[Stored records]
────

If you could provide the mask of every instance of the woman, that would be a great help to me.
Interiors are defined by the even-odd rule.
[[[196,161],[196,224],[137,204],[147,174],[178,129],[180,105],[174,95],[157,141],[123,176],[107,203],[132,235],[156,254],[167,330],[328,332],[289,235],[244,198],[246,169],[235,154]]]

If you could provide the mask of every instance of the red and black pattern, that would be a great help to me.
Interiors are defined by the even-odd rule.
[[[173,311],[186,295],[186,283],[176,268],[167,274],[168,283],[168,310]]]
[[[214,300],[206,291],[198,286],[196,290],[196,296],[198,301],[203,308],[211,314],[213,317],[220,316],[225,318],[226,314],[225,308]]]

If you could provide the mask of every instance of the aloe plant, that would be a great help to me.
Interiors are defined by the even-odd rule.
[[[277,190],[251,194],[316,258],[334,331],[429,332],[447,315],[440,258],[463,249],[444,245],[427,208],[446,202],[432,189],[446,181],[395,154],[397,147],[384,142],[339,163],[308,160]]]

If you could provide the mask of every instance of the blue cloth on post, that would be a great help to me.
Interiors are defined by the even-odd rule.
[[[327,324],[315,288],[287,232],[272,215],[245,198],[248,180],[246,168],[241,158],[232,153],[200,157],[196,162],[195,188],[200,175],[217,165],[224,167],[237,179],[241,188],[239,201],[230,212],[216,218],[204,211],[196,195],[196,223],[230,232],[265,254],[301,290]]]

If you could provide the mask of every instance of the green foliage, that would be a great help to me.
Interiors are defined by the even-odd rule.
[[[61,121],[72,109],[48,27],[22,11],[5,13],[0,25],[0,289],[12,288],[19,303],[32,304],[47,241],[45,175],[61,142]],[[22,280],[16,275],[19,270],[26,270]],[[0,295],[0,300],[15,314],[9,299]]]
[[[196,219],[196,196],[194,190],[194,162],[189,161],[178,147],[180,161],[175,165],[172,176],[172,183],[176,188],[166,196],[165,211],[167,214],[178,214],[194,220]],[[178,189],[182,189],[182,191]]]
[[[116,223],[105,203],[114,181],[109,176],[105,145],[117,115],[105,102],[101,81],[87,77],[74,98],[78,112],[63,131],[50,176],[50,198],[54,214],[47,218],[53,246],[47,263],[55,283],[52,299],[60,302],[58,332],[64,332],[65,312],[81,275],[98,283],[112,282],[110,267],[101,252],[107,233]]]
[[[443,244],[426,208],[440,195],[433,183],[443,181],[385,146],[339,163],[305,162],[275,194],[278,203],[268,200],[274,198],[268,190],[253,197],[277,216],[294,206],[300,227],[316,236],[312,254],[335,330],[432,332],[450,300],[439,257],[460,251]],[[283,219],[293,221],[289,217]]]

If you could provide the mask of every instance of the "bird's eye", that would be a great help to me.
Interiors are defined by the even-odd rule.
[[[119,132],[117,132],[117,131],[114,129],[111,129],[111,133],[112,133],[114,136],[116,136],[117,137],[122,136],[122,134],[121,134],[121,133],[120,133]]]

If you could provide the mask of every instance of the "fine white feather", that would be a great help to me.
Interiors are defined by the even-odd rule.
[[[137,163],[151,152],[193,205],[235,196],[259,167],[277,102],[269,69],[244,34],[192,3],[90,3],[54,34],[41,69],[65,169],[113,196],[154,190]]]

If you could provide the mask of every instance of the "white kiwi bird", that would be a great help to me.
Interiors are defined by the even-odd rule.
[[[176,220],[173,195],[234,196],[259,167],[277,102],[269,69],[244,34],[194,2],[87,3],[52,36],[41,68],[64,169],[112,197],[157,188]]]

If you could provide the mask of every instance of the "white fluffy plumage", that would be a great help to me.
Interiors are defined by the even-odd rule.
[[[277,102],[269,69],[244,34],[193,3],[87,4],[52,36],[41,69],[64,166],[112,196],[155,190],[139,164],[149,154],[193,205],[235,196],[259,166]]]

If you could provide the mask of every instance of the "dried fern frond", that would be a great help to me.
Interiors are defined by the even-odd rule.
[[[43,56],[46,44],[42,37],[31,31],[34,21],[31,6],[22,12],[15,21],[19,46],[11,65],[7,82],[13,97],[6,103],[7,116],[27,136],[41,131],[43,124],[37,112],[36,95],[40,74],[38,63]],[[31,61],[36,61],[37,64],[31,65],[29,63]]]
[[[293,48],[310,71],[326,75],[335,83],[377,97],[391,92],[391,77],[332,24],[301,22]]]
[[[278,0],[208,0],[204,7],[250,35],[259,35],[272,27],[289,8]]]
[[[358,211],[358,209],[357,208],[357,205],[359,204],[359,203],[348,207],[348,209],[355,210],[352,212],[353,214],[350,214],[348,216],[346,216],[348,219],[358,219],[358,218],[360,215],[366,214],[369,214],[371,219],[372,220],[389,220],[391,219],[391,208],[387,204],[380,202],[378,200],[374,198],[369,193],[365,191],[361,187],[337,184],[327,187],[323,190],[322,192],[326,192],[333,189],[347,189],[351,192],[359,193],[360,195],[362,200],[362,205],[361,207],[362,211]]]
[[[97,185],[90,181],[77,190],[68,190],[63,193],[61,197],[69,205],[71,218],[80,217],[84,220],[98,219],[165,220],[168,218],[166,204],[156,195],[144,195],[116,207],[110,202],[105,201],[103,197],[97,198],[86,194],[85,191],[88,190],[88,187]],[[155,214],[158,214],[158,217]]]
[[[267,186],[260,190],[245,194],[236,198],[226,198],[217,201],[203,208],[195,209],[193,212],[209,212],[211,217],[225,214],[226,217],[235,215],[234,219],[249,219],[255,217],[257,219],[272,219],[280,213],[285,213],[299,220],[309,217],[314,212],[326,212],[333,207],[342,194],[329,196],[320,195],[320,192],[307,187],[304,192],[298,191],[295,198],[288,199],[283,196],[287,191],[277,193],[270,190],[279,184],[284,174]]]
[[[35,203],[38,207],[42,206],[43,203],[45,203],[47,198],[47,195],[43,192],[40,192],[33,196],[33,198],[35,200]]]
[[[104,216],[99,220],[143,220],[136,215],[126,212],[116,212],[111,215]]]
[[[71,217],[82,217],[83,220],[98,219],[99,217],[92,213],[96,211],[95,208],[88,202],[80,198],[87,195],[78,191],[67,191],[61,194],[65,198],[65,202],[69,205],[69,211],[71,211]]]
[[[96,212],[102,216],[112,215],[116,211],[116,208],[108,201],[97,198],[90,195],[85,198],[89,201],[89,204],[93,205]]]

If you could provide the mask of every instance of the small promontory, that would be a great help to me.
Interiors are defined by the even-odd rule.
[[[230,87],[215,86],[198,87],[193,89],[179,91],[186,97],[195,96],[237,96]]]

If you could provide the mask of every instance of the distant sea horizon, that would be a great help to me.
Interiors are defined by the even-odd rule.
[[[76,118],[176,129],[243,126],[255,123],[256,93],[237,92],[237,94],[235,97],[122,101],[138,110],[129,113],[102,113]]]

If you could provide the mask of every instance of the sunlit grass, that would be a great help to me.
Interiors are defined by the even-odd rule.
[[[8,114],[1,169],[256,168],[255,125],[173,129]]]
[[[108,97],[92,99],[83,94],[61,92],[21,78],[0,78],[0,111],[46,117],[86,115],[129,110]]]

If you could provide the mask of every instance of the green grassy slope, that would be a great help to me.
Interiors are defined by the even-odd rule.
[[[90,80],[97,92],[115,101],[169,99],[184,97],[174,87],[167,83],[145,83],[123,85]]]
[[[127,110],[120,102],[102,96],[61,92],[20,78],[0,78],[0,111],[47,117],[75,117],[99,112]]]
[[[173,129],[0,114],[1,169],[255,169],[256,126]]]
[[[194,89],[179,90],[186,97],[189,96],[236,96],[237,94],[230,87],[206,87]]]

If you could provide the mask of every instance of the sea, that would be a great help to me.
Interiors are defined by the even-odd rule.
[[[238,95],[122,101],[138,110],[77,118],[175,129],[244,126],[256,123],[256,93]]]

────

WORK REQUIRED ▸ Lay out the lines of the records as a numbered list, running from the line with "the sea, that" through the end of the records, both ends included and blank lines left out.

FULL OUTPUT ▸
1. If you could provide the mask of every instance of the sea, that would be a great help to me.
2. Interiors are defined by the even-odd rule.
3. [[[238,95],[122,101],[138,110],[77,118],[175,129],[244,126],[256,123],[256,93]]]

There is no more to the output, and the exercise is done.